[Saved data entries]
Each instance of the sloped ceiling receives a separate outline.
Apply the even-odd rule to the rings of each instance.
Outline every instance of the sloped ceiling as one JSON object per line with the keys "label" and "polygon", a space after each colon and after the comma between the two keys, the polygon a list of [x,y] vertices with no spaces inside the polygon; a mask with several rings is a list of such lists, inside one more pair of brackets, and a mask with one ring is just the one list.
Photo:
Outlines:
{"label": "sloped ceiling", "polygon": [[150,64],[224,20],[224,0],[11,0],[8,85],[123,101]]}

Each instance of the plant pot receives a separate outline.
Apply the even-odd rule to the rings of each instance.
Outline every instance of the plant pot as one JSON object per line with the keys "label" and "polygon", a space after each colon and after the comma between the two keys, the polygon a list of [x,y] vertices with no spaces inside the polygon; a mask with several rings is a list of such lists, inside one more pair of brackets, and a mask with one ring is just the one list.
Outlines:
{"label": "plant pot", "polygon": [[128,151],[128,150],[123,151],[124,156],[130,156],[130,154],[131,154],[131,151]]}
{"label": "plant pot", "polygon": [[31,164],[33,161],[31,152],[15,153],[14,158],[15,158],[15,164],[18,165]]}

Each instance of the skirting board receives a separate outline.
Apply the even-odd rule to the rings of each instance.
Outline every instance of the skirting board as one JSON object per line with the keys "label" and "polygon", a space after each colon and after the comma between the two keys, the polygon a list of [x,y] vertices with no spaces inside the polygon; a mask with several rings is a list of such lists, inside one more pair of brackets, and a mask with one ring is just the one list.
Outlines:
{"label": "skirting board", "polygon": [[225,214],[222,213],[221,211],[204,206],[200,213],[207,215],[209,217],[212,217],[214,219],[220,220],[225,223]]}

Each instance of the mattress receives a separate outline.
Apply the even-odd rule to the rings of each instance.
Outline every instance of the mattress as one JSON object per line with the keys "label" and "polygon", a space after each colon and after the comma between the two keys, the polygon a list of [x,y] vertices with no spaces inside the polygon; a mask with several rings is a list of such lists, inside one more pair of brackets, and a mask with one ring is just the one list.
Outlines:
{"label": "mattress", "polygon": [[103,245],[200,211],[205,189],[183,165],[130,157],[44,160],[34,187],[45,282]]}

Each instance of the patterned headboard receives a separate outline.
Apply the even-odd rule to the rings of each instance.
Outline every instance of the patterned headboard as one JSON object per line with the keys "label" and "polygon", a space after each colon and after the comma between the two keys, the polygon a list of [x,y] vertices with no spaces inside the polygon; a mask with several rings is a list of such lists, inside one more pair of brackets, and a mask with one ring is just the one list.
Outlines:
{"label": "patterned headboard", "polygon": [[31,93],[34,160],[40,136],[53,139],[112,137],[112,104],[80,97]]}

What you have to do: From the data above, output every line exactly.

Solved problem:
Each instance of the sloped ceiling receives a separate outline.
Apply the even-odd rule to the rings of each instance.
Outline every instance of the sloped ceiling as one JSON object per line with the keys "label" and "polygon", a space after each colon and after the comma between the two keys, the polygon a list of [x,y] vertices with no spaces inside the polygon; a mask with several rings is a list of such lists, inside one more pair of brackets, and a mask with one ring is just the one list.
Photo:
Outlines:
{"label": "sloped ceiling", "polygon": [[150,64],[224,20],[224,0],[11,0],[8,85],[123,101]]}

Each instance of the plant pot receives a separate outline.
Apply the even-odd rule to the rings of each instance.
Outline every instance of the plant pot as one JSON object per line with the keys "label" and "polygon", a space after each colon and after the comma between the two keys, the polygon a list of [x,y] vertices with no spaces inside the polygon; a mask with several rings is a list of such lists, inside one more pair of brackets, and a mask with one ring is just the one list.
Outlines:
{"label": "plant pot", "polygon": [[128,151],[128,150],[123,151],[124,156],[130,156],[130,154],[131,154],[131,151]]}
{"label": "plant pot", "polygon": [[31,164],[33,161],[31,152],[15,153],[14,158],[15,158],[15,164],[18,165]]}

Each instance of the skirting board receives a separate outline.
Apply the even-odd rule to the rings of each instance.
Outline every instance of the skirting board as one JSON object per line with the keys "label" and "polygon", a space after each colon and after the comma between the two keys, the polygon a list of [x,y] vertices with no spaces inside the polygon; a mask with several rings is a list of such lists, inside one more pair of brackets, and a mask with one ring is just the one list.
Outlines:
{"label": "skirting board", "polygon": [[225,214],[222,213],[221,211],[204,206],[200,213],[207,215],[209,217],[212,217],[214,219],[220,220],[225,223]]}

Each instance of the mattress receives a separate outline.
Apply the even-odd rule to the rings of each instance.
Outline every instance of the mattress as one JSON object per line with the keys "label" and "polygon", a space after each colon and after the comma between the two keys, the polygon a list of [x,y] vertices with no spaces inside the polygon; a mask with several rings is a list of such lists, inside one more pair of brackets, and a mask with one ring is just the one list.
Outlines:
{"label": "mattress", "polygon": [[103,245],[200,211],[205,189],[183,165],[130,157],[44,160],[34,187],[45,282]]}

Each instance of the patterned headboard receives a separate outline.
Apply the even-odd rule to the rings of each instance.
Outline every instance of the patterned headboard as one JSON object per line with the keys "label" and "polygon", a space after each colon and after the comma between the two keys, the polygon a list of [x,y] vertices with no spaces inside the polygon; a mask with several rings is a list of such lists, inside one more pair of brackets, and a mask with one ring is just the one list.
Outlines:
{"label": "patterned headboard", "polygon": [[31,93],[34,160],[40,136],[53,139],[112,137],[112,104],[80,97]]}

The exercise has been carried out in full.